Task statement:
For every line of the material below, check for the string "light" and return the line if it is there.

Data for processing:
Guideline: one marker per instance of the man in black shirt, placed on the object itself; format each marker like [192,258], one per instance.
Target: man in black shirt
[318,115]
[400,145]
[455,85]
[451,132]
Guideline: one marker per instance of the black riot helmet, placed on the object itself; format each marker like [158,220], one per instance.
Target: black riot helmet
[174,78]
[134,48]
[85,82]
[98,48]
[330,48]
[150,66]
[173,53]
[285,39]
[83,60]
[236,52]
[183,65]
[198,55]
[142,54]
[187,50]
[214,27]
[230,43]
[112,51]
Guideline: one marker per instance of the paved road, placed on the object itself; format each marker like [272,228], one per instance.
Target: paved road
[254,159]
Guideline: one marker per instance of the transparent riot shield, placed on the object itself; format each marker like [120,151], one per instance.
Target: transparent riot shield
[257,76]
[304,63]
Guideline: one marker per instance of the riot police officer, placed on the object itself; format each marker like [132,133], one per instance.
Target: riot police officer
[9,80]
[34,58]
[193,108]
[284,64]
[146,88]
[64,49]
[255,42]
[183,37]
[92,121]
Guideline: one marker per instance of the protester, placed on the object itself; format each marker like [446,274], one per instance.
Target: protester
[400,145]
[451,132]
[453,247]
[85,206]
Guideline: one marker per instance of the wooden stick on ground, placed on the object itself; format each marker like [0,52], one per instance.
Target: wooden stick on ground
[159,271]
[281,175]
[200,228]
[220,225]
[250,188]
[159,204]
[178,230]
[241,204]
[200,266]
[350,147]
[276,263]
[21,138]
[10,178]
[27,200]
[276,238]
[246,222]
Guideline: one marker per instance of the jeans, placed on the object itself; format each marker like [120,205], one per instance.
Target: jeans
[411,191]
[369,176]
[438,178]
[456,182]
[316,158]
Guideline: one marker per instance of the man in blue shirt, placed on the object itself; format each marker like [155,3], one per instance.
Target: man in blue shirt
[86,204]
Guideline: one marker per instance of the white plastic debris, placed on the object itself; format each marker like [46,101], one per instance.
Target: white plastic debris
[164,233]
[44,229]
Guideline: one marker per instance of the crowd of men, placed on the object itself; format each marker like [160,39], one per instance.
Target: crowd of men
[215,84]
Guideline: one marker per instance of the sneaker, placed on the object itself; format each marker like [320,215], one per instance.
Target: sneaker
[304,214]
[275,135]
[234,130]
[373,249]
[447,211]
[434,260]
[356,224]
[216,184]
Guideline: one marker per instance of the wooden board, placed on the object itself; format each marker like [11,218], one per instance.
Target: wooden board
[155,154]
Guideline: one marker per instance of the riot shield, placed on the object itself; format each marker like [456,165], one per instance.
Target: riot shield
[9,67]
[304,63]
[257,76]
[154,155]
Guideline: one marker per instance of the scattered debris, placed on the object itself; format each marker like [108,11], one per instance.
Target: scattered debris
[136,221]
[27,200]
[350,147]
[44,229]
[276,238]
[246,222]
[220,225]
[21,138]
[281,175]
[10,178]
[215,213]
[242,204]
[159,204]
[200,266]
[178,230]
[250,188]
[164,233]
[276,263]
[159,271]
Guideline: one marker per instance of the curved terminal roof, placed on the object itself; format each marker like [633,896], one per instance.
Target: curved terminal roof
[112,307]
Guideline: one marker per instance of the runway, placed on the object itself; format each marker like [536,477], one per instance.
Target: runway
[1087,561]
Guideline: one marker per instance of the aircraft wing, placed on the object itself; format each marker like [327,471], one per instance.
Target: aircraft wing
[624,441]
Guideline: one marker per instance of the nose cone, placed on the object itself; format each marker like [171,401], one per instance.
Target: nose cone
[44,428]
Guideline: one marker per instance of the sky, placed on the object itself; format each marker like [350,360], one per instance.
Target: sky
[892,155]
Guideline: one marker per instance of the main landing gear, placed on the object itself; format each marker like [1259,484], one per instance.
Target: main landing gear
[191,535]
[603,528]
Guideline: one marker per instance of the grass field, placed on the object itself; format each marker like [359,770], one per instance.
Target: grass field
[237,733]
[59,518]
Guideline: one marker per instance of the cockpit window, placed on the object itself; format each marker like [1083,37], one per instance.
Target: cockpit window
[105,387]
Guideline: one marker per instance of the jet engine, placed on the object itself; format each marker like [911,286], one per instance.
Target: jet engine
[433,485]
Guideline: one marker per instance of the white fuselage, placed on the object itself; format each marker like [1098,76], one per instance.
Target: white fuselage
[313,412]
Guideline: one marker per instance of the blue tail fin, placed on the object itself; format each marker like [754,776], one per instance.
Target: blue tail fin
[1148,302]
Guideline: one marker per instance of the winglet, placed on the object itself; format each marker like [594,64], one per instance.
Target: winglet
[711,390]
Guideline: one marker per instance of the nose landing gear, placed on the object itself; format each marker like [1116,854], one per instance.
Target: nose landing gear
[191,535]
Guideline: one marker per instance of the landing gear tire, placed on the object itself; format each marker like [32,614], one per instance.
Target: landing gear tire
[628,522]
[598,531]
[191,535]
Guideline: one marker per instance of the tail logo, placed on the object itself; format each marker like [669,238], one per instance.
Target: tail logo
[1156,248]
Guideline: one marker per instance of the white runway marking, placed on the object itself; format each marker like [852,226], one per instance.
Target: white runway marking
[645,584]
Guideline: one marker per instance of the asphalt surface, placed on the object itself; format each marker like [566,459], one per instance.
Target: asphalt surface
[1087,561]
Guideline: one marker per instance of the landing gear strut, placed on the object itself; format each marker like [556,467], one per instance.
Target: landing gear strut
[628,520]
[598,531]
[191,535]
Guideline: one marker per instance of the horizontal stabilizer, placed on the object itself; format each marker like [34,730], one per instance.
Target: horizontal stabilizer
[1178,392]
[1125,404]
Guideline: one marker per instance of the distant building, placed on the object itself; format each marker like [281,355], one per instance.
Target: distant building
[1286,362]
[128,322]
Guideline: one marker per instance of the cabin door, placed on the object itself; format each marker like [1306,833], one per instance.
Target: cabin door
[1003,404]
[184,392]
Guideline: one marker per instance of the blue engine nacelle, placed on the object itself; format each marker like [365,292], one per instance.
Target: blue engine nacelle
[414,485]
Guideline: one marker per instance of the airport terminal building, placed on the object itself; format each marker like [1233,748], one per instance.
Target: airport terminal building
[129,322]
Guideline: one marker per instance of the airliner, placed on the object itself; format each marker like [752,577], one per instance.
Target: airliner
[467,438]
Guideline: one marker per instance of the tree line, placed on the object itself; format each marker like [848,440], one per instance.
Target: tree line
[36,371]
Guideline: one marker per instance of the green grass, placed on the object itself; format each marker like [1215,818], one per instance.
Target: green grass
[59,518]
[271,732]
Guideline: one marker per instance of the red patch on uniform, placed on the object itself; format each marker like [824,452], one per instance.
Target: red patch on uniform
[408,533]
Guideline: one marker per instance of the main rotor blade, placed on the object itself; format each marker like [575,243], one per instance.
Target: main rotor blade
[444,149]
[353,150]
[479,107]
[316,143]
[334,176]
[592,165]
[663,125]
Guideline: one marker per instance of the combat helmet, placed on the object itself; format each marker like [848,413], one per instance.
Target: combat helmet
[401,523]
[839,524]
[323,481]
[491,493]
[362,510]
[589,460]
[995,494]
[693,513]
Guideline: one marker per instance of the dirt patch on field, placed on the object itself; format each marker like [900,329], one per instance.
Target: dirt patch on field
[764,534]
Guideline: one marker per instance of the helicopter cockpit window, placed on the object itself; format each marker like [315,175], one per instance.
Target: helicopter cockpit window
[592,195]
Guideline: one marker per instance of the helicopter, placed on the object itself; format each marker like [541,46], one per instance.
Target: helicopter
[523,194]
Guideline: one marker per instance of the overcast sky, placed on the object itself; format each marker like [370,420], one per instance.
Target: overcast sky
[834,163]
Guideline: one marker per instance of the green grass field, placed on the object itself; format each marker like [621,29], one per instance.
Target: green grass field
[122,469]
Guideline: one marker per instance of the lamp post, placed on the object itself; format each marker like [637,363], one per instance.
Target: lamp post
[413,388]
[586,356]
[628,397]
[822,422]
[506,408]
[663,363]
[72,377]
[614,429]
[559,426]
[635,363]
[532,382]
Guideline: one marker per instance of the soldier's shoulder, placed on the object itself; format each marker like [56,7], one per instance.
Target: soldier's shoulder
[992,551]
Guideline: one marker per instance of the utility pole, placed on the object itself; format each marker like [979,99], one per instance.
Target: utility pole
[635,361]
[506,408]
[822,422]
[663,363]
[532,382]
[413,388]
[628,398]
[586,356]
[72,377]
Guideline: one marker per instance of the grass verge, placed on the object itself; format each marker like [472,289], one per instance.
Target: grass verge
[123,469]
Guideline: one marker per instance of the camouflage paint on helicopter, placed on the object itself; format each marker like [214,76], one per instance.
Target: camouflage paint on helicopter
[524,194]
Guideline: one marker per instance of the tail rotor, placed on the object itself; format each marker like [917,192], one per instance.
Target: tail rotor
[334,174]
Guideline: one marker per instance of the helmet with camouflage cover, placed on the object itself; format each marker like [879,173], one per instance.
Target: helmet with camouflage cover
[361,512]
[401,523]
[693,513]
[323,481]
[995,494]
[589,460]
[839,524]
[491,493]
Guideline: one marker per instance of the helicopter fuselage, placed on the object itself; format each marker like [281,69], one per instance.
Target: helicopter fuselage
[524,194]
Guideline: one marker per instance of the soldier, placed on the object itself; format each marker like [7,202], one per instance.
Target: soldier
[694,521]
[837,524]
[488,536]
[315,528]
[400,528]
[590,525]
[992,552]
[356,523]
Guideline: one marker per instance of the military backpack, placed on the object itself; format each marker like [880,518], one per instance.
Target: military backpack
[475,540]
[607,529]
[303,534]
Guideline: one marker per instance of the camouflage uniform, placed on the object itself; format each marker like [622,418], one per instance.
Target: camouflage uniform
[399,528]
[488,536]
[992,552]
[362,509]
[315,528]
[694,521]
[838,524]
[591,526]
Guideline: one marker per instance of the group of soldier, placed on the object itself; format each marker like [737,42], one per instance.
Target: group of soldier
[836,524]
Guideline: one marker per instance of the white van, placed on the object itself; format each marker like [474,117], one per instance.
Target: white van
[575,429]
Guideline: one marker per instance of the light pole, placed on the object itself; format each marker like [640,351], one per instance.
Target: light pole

Your response:
Guideline: one marker per instance of the light pole, placed on the object itself; format each marker like [640,351], one per instance.
Target: light pole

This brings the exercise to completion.